──────── Document segment
They always carry at least a touch of grandeur, yet they are also marked by prosaic efforts, preparations, and sometimes even family quarrels. Yet there are occasions when, at the Christmas Eve table, alongside family, loved ones, and everyday topics, sit national pride and great historical questions. Christmas has its profoundly Polish faces.
The king very much wanted to spend Christmas Eve with his family. Indeed, he was a great warrior, having just defeated the mighty Turks near Vienna, a statesman with detailed reforms planned in his palaces in Jaworów and Żółkiew, a devout Catholic ready to go wherever God and country required, but above all, he was a man, a loving husband and father. During his autumn campaign through Austria and Hungary, Jan III Sobieski saved the Habsburg capital from the world’s most formidable army, fought successive battles, and oversaw the marches and capture of Hungarian towns, yet he was clearly eager to return to Poland, to Kraków.
The Liberator of Christianity
His letters to Marysieńka grew shorter, written more tersely, almost enigmatically. Whereas in September he had written at length about every detail of battles, political nuances, and their son Jakub’s behavior—who, having turned sixteen, went to war with his father—by winter the monarch was writing letters almost on the fly. He reported about his eldest, saying he was “very content with him, but there is not always time to write about it.” Of the fights near Preszów he noted he would “tell orally.” Two weeks remained until the Christmas Eve of 1683, and the military council was already focused mainly on hastening the army.
────────────────
──────── Provided material
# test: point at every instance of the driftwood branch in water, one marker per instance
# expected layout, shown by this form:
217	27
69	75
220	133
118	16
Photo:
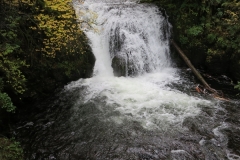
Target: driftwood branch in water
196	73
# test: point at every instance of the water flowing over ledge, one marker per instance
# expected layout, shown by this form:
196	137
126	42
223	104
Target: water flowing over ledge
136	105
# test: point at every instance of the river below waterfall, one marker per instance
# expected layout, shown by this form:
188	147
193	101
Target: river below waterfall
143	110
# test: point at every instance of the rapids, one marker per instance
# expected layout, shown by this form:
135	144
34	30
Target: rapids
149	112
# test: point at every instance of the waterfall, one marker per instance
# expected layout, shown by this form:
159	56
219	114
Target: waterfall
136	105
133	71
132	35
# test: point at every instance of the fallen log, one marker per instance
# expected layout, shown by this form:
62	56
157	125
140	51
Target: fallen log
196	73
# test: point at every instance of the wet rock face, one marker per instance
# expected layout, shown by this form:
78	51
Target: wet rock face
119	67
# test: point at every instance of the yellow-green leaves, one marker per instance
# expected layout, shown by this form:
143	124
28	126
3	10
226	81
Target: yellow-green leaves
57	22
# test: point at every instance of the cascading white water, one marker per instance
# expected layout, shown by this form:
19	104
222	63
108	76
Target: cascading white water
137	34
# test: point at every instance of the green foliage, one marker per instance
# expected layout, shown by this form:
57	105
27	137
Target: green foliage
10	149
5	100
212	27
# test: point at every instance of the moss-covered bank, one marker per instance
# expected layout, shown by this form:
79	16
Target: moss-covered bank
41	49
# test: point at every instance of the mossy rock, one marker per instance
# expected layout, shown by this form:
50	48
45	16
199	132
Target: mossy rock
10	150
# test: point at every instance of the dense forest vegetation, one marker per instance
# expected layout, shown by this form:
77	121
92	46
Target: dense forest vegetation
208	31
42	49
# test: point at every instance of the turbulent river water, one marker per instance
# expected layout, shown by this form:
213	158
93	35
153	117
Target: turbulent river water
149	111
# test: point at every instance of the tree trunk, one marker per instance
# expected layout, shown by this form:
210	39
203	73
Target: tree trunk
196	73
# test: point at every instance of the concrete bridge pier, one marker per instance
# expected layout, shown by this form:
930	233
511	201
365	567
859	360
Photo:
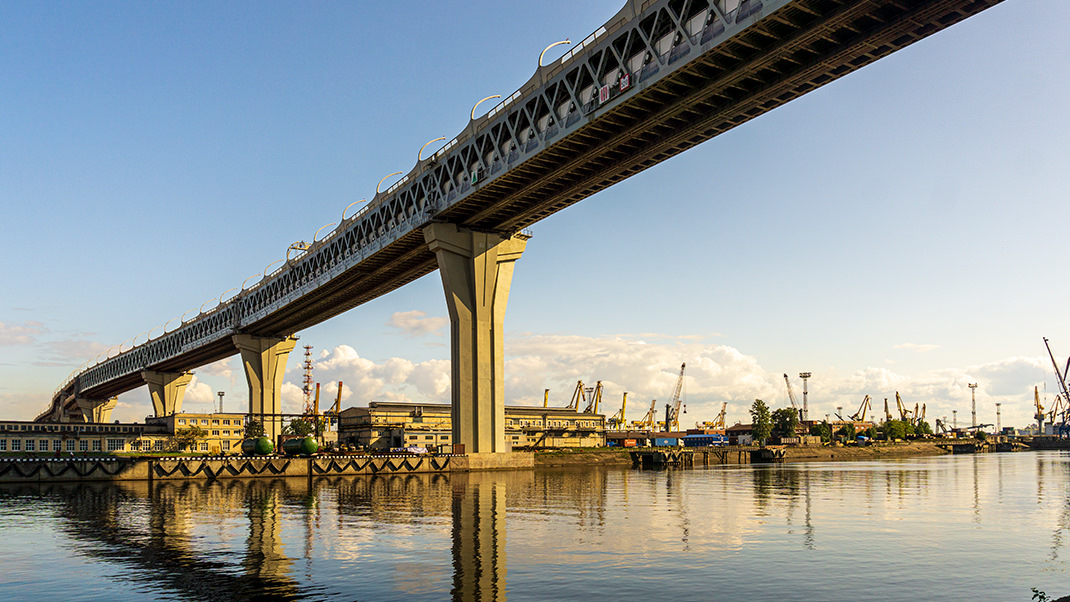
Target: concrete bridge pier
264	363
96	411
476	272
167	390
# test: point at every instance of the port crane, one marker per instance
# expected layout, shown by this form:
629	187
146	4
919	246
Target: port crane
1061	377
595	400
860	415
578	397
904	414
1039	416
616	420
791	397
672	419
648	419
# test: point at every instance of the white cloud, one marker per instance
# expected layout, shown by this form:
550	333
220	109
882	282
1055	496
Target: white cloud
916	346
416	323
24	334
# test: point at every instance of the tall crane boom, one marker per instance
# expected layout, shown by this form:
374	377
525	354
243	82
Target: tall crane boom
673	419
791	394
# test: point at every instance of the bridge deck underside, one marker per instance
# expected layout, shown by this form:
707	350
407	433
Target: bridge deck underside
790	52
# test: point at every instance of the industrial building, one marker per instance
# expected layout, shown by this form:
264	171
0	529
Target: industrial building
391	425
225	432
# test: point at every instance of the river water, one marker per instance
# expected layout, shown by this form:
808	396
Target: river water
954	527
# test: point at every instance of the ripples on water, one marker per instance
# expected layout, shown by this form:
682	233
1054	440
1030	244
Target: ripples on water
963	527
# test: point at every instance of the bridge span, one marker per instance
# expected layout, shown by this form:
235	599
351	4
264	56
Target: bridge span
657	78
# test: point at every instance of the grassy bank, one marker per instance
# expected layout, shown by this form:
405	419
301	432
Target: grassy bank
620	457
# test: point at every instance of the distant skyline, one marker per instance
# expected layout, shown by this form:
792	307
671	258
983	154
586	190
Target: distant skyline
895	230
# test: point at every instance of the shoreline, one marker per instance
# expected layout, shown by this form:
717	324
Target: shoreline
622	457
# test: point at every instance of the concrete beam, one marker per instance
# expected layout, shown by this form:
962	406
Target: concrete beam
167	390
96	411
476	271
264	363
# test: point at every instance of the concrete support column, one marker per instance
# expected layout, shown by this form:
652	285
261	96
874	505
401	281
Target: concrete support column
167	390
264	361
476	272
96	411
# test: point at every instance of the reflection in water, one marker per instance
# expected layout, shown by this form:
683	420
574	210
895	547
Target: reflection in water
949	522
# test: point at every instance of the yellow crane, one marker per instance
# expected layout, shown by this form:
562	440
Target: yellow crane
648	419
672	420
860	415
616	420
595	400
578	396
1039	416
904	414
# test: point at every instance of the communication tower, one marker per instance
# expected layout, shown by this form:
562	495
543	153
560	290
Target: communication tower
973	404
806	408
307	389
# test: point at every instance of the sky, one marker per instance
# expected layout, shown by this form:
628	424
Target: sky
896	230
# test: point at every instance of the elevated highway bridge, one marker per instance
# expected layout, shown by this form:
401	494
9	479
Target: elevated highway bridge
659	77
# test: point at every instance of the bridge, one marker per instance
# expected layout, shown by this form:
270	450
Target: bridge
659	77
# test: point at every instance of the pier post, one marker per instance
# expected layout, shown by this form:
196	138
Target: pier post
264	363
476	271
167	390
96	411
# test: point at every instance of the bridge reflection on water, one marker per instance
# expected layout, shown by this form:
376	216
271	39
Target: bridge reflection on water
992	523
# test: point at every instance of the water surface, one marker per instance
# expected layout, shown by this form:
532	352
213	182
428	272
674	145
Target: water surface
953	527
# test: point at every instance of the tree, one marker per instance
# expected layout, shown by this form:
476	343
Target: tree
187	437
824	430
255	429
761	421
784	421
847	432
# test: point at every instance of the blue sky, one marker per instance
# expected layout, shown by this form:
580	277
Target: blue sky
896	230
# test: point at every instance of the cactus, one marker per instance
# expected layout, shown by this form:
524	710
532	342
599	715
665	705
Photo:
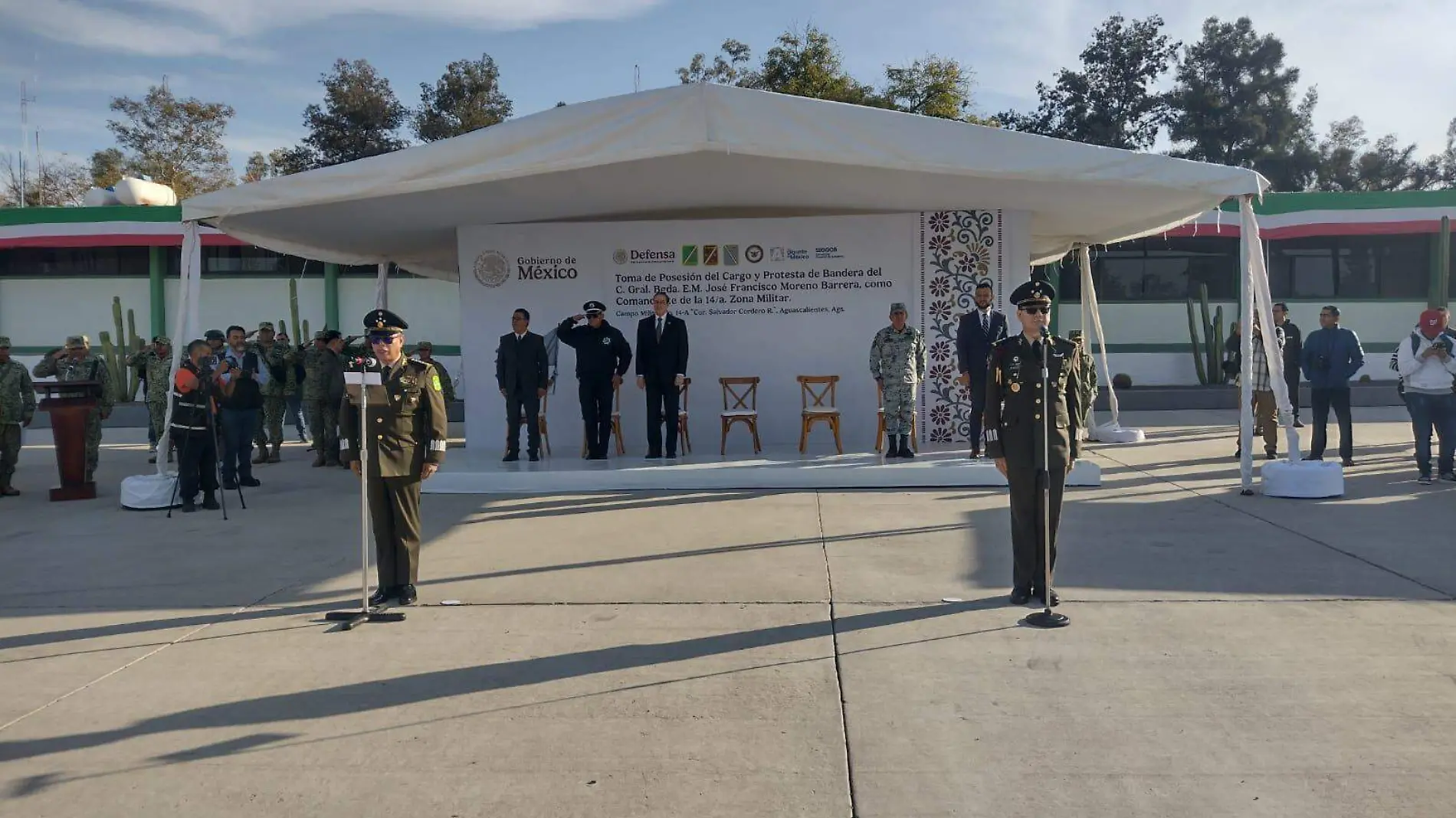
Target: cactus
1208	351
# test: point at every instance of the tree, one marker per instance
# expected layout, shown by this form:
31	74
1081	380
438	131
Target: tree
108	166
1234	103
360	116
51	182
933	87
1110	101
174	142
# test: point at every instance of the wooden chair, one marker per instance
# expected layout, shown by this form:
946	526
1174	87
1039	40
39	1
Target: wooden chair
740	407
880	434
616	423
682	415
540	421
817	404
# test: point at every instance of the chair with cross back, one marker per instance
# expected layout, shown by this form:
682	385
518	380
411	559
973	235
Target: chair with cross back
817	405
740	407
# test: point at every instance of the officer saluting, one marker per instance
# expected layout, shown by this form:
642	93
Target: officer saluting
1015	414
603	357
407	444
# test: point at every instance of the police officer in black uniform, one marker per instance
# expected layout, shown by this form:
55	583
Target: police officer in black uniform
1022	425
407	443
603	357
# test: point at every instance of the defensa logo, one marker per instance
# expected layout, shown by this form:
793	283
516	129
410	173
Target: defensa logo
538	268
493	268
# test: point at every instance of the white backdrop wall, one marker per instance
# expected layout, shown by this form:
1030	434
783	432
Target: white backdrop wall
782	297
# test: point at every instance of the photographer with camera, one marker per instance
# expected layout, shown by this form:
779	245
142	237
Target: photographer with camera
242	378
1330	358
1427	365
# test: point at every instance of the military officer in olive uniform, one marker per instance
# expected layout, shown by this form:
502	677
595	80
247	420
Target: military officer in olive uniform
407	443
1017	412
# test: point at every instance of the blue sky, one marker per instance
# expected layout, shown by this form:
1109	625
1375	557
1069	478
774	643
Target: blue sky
────────────────
──────── Provided material
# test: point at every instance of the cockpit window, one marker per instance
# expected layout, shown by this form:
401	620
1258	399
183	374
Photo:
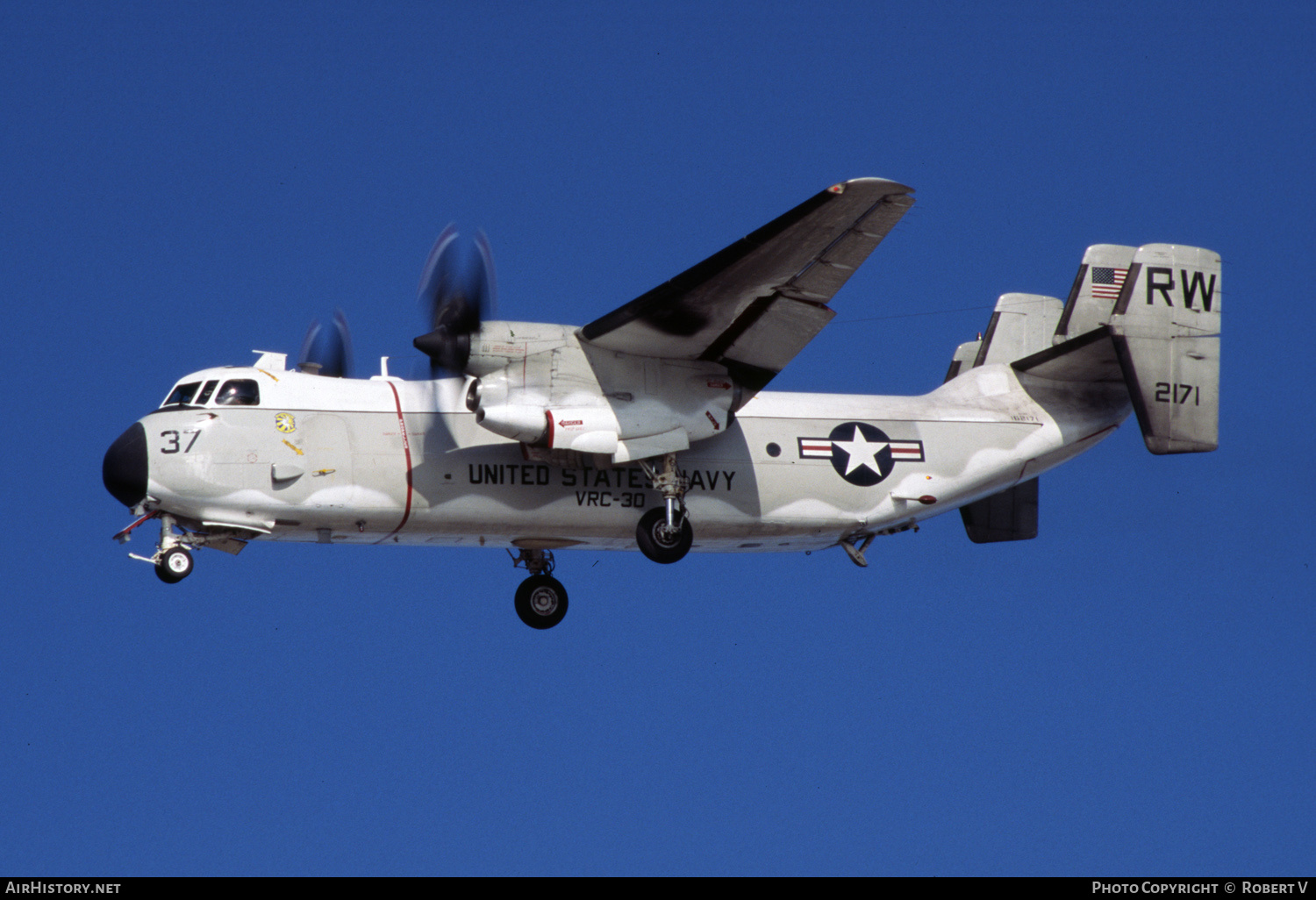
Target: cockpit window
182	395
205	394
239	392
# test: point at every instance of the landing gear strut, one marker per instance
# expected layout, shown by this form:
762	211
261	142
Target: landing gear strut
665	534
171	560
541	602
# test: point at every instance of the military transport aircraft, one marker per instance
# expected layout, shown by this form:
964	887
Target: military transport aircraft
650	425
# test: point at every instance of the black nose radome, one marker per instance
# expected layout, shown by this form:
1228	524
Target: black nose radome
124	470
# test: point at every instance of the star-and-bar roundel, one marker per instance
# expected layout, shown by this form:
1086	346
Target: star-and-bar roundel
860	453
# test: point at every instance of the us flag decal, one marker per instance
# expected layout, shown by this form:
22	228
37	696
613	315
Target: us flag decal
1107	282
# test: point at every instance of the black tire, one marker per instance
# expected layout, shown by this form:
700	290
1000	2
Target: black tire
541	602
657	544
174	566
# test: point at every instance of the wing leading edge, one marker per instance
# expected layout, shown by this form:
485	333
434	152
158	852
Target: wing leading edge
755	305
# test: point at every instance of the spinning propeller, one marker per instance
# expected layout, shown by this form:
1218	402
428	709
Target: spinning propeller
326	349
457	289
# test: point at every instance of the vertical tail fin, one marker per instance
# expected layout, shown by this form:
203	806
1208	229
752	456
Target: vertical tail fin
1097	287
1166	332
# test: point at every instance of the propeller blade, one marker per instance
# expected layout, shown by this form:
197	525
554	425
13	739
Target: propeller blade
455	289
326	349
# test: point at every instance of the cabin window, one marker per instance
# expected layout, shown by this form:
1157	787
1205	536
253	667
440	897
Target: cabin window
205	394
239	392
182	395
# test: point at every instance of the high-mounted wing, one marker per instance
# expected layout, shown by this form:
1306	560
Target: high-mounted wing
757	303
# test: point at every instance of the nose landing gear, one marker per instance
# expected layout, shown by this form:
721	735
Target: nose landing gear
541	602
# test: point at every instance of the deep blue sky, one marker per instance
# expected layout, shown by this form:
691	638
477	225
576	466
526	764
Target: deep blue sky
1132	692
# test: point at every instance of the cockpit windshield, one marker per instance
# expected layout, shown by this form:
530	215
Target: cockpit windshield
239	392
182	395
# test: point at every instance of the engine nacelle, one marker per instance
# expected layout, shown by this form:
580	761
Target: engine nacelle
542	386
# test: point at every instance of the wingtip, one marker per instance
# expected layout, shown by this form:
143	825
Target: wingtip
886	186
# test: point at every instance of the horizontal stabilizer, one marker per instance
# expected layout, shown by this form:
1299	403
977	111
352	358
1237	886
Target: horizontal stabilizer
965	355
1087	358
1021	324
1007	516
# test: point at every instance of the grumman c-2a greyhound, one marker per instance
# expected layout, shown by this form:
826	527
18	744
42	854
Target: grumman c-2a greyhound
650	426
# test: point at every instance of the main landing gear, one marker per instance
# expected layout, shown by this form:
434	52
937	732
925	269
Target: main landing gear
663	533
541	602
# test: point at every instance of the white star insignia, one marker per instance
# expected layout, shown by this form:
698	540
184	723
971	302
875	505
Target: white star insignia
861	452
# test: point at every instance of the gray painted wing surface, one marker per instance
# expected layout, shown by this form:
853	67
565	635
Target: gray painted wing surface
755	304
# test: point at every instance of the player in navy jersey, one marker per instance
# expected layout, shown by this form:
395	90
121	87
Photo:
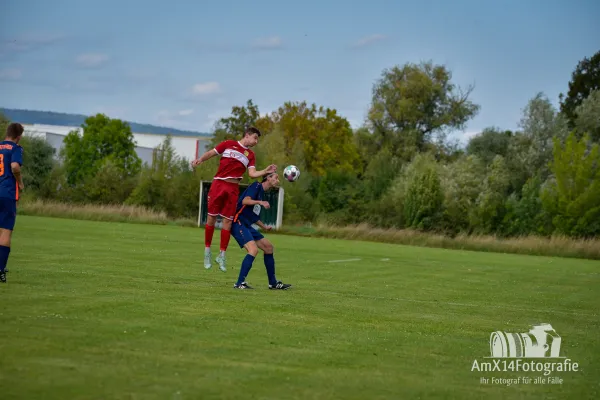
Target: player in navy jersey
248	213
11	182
────────────────
──────── Provided material
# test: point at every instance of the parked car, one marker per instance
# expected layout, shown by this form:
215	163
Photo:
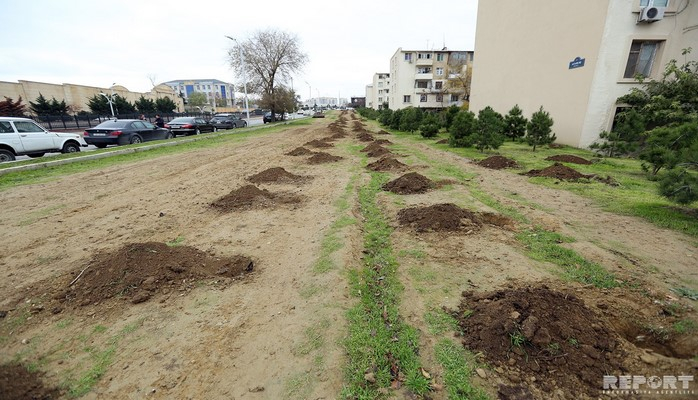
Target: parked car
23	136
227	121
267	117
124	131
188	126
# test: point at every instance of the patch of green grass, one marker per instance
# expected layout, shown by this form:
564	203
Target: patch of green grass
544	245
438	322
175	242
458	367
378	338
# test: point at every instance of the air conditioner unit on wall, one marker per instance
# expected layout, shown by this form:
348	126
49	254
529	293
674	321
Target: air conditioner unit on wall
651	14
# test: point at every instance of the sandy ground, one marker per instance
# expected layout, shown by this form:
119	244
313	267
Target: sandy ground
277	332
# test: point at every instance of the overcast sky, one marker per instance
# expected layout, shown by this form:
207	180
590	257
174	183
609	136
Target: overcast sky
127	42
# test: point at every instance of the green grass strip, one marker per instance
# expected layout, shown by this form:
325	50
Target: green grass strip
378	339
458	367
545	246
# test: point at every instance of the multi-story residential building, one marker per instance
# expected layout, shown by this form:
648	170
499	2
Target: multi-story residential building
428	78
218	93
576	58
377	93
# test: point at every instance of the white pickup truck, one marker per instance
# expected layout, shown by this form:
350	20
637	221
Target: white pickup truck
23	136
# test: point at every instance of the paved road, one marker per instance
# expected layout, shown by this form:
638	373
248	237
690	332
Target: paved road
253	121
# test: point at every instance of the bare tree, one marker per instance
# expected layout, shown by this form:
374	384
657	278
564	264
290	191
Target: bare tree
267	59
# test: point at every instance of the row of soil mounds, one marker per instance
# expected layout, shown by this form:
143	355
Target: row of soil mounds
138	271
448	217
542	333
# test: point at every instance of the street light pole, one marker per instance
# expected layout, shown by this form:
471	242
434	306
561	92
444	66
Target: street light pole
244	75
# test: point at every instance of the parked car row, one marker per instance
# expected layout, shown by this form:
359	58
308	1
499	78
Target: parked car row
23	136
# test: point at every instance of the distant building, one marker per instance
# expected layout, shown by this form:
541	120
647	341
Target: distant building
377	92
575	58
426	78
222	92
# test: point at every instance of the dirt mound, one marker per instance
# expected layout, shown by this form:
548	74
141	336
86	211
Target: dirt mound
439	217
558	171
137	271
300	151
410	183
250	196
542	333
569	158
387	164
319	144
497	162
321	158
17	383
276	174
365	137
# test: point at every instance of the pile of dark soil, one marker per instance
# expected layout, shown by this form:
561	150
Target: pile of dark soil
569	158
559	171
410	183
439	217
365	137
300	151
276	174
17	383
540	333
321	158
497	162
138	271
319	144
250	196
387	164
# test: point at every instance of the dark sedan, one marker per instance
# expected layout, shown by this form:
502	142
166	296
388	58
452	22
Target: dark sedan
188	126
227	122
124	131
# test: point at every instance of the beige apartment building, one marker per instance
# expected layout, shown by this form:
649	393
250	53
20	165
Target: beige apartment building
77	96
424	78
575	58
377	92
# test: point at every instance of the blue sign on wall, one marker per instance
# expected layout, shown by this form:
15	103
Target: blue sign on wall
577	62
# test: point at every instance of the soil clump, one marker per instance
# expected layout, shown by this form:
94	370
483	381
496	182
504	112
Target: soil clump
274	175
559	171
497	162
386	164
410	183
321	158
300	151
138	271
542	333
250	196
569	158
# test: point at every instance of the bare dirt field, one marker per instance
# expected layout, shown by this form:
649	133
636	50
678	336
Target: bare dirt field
────────────────
> _Task description_
Pick up the passage about Jan III Sobieski's return for Christmas Eve of 1683 and carry it forward from its last sentence.

> _Response to this exercise_
The king did not yet know that his wife had been worried about a letter from a month earlier, in which he had written that he could not go directly to Kraków, that his return route would be different. The queen’s court hurriedly packed to set out to meet him, and she herself urged her husband on. “If I loved Your Majesty less, I would not invent so many anxieties for myself,” she wrote wistfully. She feared he might fall ill with dysentery, which had decimated the army at the end of the campaign. “I am constantly plunged in anxiety, and it will not change until I can embrace Your Majesty, my dear love, with all my heart.” On December 14, Sobieski wrote from Lubowla that they should meet in Stary Sącz, near the border, so she could quickly depart from Kraków—unaware that she was already waiting for him there. They met at the market square in Stary Sącz, accompanied by crown officials and the victorious army. They prayed in the local monastery, giving thanks there for the grace of victory, then proceeded north, through Nowy Sącz, to the capital. At every stop, they visited the local church, both devout. Even in old age, the king did not avoid daily Mass, let alone then. On the way back to Wawel, they finalized elements of the triumphal entry plan into Kraków and the Christmas celebrations for the family and the capital. They gossiped a lot—because the Kraków bishop Jan Małachowski was pressing in Rome for the beatification of Princess Kinga, whose earthly remains they had just visited in Stary Sącz. They received news of the death of Mikołaj Hieronim Sieniawski, Crown Field Hetman, who had succumbed to illness at the end of the campaign. Prince Jakub recounted his first hussar charge on Kahlenberg hill near Vienna. They debated slightly over the Crown Grand Hetman Stanisław Jabłonowski, who sometimes seemed devoted to the king for life and death, and at other times appeared to ignore pleas and orders. Along the way, they read letters from all European monarchs—even in Moscow, bells had been rung in gratitude for the Polish victory over the Muslims. Pope Innocent XI sincerely admired Sobieski: “Truly your name, full of glory, shall be placed on the most glorious pages of the history of the Catholic Church,” he wrote. The Swedish queen Krystyna warmly envied him, “I envy your hardships and dangers, the title of Liberator of Christianity.”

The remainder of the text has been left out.